### Record extracts
══════════════════════════════
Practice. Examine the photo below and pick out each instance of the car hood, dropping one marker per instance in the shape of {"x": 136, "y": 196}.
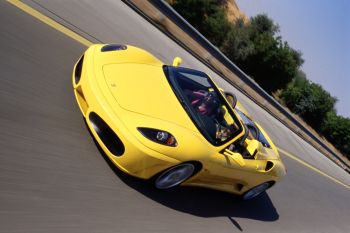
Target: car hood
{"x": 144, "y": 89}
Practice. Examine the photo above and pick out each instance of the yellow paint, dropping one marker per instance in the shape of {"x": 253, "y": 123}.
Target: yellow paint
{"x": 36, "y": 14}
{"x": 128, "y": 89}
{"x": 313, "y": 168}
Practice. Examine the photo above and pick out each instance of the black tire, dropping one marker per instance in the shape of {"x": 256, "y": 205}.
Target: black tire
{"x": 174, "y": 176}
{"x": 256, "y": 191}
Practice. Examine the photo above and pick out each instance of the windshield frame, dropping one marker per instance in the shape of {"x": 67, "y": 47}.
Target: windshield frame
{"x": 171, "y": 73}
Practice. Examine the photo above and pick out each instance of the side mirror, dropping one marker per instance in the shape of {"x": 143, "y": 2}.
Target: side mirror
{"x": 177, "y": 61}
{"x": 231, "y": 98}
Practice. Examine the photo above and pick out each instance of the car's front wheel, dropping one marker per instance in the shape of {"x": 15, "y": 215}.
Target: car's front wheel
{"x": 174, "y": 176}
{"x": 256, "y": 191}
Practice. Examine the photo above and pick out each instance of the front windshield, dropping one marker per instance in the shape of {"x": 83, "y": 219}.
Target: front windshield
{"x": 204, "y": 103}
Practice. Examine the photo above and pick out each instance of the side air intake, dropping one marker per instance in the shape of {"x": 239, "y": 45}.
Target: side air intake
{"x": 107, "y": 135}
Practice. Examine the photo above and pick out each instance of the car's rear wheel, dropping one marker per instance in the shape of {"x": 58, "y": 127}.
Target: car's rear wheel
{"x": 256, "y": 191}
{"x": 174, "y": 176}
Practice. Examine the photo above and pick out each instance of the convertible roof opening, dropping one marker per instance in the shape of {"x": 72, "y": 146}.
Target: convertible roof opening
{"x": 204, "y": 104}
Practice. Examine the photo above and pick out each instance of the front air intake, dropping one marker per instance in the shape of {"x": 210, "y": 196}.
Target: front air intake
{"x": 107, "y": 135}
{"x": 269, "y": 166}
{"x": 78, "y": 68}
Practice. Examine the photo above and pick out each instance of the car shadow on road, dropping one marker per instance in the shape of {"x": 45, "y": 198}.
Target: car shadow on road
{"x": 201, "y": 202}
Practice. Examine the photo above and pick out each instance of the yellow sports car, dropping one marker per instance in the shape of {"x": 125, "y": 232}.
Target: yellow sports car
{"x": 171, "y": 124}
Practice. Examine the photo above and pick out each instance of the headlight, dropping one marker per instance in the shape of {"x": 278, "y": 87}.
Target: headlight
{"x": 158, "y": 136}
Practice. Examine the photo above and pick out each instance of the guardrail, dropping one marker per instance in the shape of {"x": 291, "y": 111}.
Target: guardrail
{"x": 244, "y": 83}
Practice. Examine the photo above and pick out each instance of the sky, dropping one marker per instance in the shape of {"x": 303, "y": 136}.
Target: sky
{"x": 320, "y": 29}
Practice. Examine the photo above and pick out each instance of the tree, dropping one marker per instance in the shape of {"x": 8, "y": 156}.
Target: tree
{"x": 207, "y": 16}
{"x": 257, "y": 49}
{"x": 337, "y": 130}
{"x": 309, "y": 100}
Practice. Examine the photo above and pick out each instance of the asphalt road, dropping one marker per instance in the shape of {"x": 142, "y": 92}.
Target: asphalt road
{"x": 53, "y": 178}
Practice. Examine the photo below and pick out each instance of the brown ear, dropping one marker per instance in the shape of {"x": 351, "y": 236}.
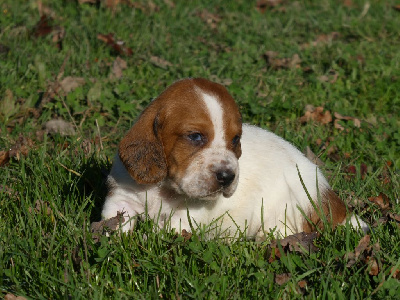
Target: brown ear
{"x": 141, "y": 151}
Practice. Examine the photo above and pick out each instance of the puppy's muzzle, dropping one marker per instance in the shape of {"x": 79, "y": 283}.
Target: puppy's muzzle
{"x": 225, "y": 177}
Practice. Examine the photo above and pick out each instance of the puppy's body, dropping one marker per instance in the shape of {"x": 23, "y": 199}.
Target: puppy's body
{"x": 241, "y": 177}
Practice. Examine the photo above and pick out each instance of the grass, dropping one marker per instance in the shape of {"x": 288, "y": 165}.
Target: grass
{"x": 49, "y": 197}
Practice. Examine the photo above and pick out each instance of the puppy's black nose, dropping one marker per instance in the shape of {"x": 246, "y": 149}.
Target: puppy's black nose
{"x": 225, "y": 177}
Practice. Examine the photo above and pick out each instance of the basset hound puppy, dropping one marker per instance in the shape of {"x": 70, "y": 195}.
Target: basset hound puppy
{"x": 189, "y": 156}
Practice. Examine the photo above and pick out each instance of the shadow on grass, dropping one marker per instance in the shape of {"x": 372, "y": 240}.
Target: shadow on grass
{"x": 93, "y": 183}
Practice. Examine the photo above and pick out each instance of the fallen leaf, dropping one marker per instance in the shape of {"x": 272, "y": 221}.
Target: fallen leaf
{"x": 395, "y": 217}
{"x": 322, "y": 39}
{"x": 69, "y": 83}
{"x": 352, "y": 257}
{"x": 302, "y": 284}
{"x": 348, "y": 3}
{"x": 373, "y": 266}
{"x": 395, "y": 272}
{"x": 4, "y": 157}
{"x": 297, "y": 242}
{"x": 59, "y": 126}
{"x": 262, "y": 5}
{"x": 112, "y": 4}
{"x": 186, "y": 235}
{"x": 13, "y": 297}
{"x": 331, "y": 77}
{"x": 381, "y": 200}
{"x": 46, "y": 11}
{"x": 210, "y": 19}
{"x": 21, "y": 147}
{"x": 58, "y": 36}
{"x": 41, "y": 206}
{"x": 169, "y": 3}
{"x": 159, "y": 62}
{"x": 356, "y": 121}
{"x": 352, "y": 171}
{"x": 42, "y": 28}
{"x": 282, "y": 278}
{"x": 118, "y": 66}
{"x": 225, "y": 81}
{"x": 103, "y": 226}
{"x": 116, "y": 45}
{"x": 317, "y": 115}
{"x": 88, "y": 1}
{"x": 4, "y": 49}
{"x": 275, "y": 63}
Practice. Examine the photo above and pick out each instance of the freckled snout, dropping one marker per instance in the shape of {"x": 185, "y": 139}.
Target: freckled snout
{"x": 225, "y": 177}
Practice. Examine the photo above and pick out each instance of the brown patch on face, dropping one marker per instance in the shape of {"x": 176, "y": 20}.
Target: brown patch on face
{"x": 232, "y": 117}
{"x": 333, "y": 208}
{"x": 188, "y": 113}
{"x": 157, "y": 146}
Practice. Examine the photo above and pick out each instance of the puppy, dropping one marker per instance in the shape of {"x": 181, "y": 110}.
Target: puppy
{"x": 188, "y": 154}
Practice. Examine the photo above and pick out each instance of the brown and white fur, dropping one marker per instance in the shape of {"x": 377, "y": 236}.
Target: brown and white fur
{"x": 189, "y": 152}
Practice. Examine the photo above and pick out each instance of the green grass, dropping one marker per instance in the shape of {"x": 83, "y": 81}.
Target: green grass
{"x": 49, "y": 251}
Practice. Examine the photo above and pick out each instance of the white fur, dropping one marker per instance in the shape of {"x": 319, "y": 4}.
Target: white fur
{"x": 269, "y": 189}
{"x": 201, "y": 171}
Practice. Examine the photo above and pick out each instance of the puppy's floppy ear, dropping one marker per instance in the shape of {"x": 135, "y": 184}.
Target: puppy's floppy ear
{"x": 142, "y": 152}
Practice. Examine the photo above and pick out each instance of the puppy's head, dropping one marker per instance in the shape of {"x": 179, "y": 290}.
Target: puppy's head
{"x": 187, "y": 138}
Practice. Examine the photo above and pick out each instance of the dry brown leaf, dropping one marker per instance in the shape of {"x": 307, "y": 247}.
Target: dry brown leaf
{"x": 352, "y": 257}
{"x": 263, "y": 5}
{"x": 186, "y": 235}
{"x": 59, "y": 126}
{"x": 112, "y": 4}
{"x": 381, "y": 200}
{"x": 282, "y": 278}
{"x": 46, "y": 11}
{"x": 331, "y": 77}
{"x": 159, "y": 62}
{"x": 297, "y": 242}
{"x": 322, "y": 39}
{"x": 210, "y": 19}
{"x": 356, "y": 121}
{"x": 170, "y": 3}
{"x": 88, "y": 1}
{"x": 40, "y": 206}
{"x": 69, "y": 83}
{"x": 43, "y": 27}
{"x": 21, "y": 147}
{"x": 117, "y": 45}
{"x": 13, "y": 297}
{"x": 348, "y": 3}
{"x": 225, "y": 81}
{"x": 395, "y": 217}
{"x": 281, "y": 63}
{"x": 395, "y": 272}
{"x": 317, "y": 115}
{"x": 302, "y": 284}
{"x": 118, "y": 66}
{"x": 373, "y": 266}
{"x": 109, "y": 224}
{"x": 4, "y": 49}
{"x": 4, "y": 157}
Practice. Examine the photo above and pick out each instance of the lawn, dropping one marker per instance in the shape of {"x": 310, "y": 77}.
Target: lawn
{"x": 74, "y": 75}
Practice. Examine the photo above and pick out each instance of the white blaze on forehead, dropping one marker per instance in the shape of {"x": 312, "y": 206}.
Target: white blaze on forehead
══════════════════════════════
### Directions for this task
Go through the material and copy every line in which the word "below" occurs.

### Output for this exercise
Practice. Examine the photo below and pick out each instance of the car hood, dropping one marker per instance in the shape of {"x": 136, "y": 196}.
Practice. Examine the photo below and pick out each instance of the brown ear, dropping one marker per instance in the shape of {"x": 351, "y": 236}.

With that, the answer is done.